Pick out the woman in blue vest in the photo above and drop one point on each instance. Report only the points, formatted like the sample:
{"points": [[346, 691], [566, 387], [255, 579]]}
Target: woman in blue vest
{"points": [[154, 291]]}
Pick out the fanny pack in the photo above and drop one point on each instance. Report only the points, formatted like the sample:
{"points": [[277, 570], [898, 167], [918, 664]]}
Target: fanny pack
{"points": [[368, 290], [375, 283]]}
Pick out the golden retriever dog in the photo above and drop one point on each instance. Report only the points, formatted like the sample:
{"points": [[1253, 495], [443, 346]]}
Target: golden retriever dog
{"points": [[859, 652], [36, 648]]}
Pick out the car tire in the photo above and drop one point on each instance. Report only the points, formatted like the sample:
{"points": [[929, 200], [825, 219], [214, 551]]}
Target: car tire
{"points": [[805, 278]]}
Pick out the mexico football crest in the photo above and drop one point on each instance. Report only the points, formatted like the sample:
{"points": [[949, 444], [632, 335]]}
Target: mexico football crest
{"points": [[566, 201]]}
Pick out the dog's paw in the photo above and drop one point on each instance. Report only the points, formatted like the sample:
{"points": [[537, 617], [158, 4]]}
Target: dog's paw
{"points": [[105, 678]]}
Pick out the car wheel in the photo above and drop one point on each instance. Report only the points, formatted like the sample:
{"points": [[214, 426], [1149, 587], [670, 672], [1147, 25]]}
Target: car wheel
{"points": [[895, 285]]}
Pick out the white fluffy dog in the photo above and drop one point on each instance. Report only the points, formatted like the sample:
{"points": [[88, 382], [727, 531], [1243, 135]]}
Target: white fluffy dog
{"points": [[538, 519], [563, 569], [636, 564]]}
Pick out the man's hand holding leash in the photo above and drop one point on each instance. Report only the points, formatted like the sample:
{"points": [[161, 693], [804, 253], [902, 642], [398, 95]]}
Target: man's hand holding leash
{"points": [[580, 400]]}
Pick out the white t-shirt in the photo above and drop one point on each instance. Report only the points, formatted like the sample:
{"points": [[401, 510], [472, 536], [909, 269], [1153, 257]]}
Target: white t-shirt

* * * *

Stated task - Give the data lines as a JSON list of strings, one string per line with blank lines left out, starting with the line that contains "Pick out the white fluffy" and going on through the end of the data.

Answer below -
[
  "Pick out the white fluffy dog in the photo above and drop one point on each instance. Report only the points, formatted like the sample:",
  "{\"points\": [[88, 382], [727, 531], [1243, 135]]}",
  "Target: white fluffy dog",
  "{\"points\": [[538, 519], [563, 569], [636, 564]]}",
  "Pick out the man's hand holding leash in the photo above and drop one point on each instance. Report only the points, formatted like the sample:",
  "{\"points\": [[161, 693], [804, 253], [902, 642], [398, 95]]}",
  "Target: man's hand holding leash",
  "{\"points\": [[580, 400]]}",
  "Pick out the white t-shirt in the photo above and drop one point on each instance. Report only the points, formatted like the sample:",
  "{\"points\": [[401, 510], [472, 536], [909, 269], [1153, 257]]}",
  "Target: white t-shirt"
]